#### TASK STATEMENT:
Exactly as they appear below, repeat the lines from the one with "--target bush" through the one with "--target grassy field", and no others.

#### RECORDS SUPPLIED:

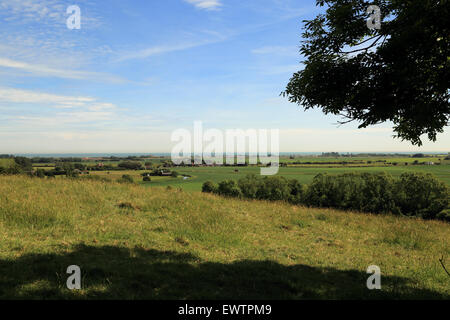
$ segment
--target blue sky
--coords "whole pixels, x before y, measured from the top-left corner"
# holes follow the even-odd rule
[[[66,9],[81,9],[81,29]],[[315,0],[0,0],[0,153],[170,152],[177,128],[280,129],[280,151],[417,148],[279,94]]]

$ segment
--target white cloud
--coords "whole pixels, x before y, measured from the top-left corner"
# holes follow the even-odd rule
[[[187,3],[194,5],[196,8],[203,10],[218,10],[222,7],[220,0],[184,0]]]
[[[63,79],[79,79],[79,80],[94,80],[102,82],[121,83],[125,80],[110,74],[91,71],[79,71],[69,69],[52,68],[40,64],[30,64],[0,57],[0,67],[18,69],[29,74],[43,77],[56,77]]]
[[[1,0],[0,8],[3,12],[8,12],[9,21],[57,21],[65,13],[64,5],[54,0]]]
[[[88,1],[82,2],[83,8],[90,7]],[[21,24],[39,22],[48,26],[59,26],[65,25],[68,17],[66,9],[73,4],[67,0],[0,0],[0,10],[9,22]],[[93,15],[93,10],[83,10],[82,14],[84,27],[100,24],[99,18]]]
[[[153,46],[142,50],[136,50],[133,52],[128,53],[122,53],[119,55],[119,57],[115,60],[115,62],[122,62],[125,60],[132,60],[132,59],[145,59],[150,56],[159,55],[159,54],[165,54],[170,52],[176,52],[176,51],[183,51],[188,50],[191,48],[196,48],[212,43],[221,42],[227,39],[227,36],[223,36],[221,34],[217,33],[211,33],[216,38],[215,39],[209,39],[209,40],[199,40],[199,41],[191,41],[186,42],[178,45],[160,45],[160,46]]]
[[[119,108],[109,102],[101,102],[96,98],[83,96],[64,96],[51,93],[0,87],[0,102],[6,105],[4,116],[8,120],[27,124],[34,127],[64,125],[67,123],[83,123],[105,120],[119,120]],[[15,104],[26,104],[27,108],[36,106],[41,110],[40,115],[16,114]],[[55,108],[58,112],[45,115],[43,108]],[[33,110],[33,109],[31,109]],[[8,111],[13,111],[8,112]],[[48,113],[48,112],[47,112]]]
[[[0,88],[0,101],[12,103],[49,103],[61,104],[64,106],[82,106],[89,102],[95,102],[94,98],[90,97],[71,97],[55,95],[50,93],[14,89],[14,88]]]
[[[186,49],[194,48],[197,46],[200,46],[205,43],[186,43],[181,45],[175,45],[175,46],[154,46],[150,48],[146,48],[143,50],[138,50],[130,53],[122,54],[116,62],[121,62],[125,60],[132,60],[132,59],[144,59],[148,58],[150,56],[158,55],[158,54],[164,54],[174,51],[183,51]]]

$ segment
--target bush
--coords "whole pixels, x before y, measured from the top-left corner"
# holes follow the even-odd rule
[[[436,215],[436,219],[450,222],[450,209],[445,209],[444,211]]]
[[[45,173],[45,175],[46,175],[48,178],[55,178],[55,174],[53,173],[53,171],[47,171],[47,172]]]
[[[305,203],[372,213],[398,213],[395,182],[385,173],[346,173],[314,177],[305,194]]]
[[[386,173],[363,173],[364,185],[360,190],[359,211],[372,213],[399,213],[396,202],[396,186],[392,176]]]
[[[261,178],[255,174],[246,175],[239,179],[238,186],[245,198],[256,199],[257,192],[261,185]]]
[[[241,190],[239,189],[236,181],[234,180],[225,180],[219,183],[219,187],[217,188],[217,193],[222,196],[228,197],[240,197]]]
[[[430,173],[403,173],[397,182],[397,202],[402,214],[434,219],[449,206],[449,190]]]
[[[139,170],[142,168],[142,163],[138,161],[124,161],[119,163],[118,167],[129,170]]]
[[[44,169],[37,169],[35,172],[36,177],[38,178],[45,178],[45,170]]]
[[[9,168],[5,169],[5,174],[20,174],[23,173],[24,169],[18,165],[17,163],[14,163],[12,166],[10,166]]]
[[[212,181],[205,181],[202,185],[202,192],[217,193],[217,187]]]
[[[172,173],[170,174],[173,178],[178,177],[178,172],[176,171],[172,171]]]
[[[134,183],[134,179],[132,176],[130,176],[129,174],[124,174],[122,176],[122,178],[120,178],[119,180],[117,180],[120,183]]]
[[[31,159],[26,157],[15,157],[14,158],[15,163],[24,171],[31,171],[33,164],[31,162]]]
[[[256,192],[258,199],[264,200],[286,200],[290,199],[288,181],[284,177],[264,177]]]
[[[152,181],[152,179],[150,179],[150,177],[148,177],[148,176],[145,176],[144,178],[142,178],[142,181],[149,182],[149,181]]]
[[[292,179],[288,182],[289,187],[289,199],[288,201],[293,204],[300,204],[303,202],[303,186],[302,184],[296,180]]]

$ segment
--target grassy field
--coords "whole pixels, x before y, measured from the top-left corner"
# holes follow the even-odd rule
[[[235,172],[235,169],[239,172]],[[249,173],[260,173],[257,167],[184,167],[175,168],[180,174],[190,175],[184,180],[183,177],[151,177],[152,181],[145,183],[147,186],[181,187],[189,191],[201,191],[203,182],[211,180],[215,183],[225,179],[240,179]],[[344,172],[387,172],[393,176],[399,176],[403,172],[419,171],[434,174],[438,179],[450,186],[450,165],[414,165],[414,166],[387,166],[387,167],[357,167],[357,168],[328,168],[328,167],[280,167],[278,175],[286,178],[295,178],[301,183],[310,183],[315,175],[319,173],[340,174]],[[91,175],[107,176],[117,179],[123,174],[129,174],[135,181],[142,181],[140,174],[147,171],[92,171]]]
[[[3,176],[0,299],[449,299],[439,262],[450,265],[449,231],[439,221]],[[79,291],[65,286],[73,264]],[[372,264],[382,290],[366,288]]]
[[[9,168],[12,164],[14,164],[13,159],[0,159],[0,167]]]

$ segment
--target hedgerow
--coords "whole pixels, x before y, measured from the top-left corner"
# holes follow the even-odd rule
[[[403,173],[398,178],[387,173],[318,174],[309,185],[284,177],[247,175],[237,183],[225,180],[218,186],[207,181],[202,191],[311,207],[450,220],[449,189],[429,173]]]

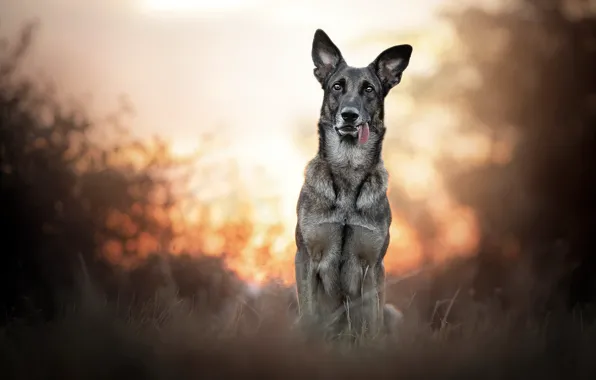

#### EXERCISE RESPONSE:
--target bush
--coords "whole pixels, x before y, measured from the top-left corner"
# holes follow the even-odd rule
[[[436,215],[436,219],[450,222],[450,209],[445,209],[444,211]]]
[[[45,173],[45,175],[46,175],[48,178],[55,178],[55,174],[53,173],[53,171],[47,171],[47,172]]]
[[[305,203],[372,213],[398,213],[395,182],[385,173],[346,173],[314,177],[305,194]]]
[[[386,173],[363,173],[364,185],[360,190],[359,211],[372,213],[399,213],[396,202],[396,186],[392,176]]]
[[[261,178],[255,174],[246,175],[239,179],[238,186],[245,198],[256,199],[257,192],[261,185]]]
[[[241,190],[239,189],[236,181],[234,180],[225,180],[219,183],[219,187],[217,188],[217,193],[222,196],[228,197],[240,197]]]
[[[430,173],[403,173],[397,182],[397,202],[402,214],[434,219],[449,206],[449,190]]]
[[[139,170],[142,168],[142,163],[138,161],[124,161],[119,163],[118,167],[129,170]]]
[[[44,169],[37,169],[35,172],[36,177],[38,178],[45,178],[45,170]]]
[[[9,168],[5,169],[5,174],[20,174],[23,173],[24,169],[18,165],[17,163],[14,163],[12,166],[10,166]]]
[[[212,181],[205,181],[202,185],[202,192],[217,193],[217,187]]]
[[[172,173],[170,174],[173,178],[178,177],[178,172],[176,171],[172,171]]]
[[[134,183],[134,179],[132,176],[130,176],[129,174],[124,174],[122,176],[122,178],[120,178],[119,180],[117,180],[120,183]]]
[[[31,159],[26,157],[15,157],[14,158],[15,163],[24,171],[31,171],[33,164],[31,162]]]
[[[256,192],[258,199],[264,200],[286,200],[290,199],[288,181],[284,177],[264,177]]]
[[[152,181],[152,179],[150,179],[150,177],[148,177],[148,176],[145,176],[144,178],[142,178],[142,181],[149,182],[149,181]]]
[[[292,179],[288,182],[289,187],[289,199],[288,201],[293,204],[300,204],[303,202],[303,186],[302,184],[296,180]]]

$ segment
--target grassy field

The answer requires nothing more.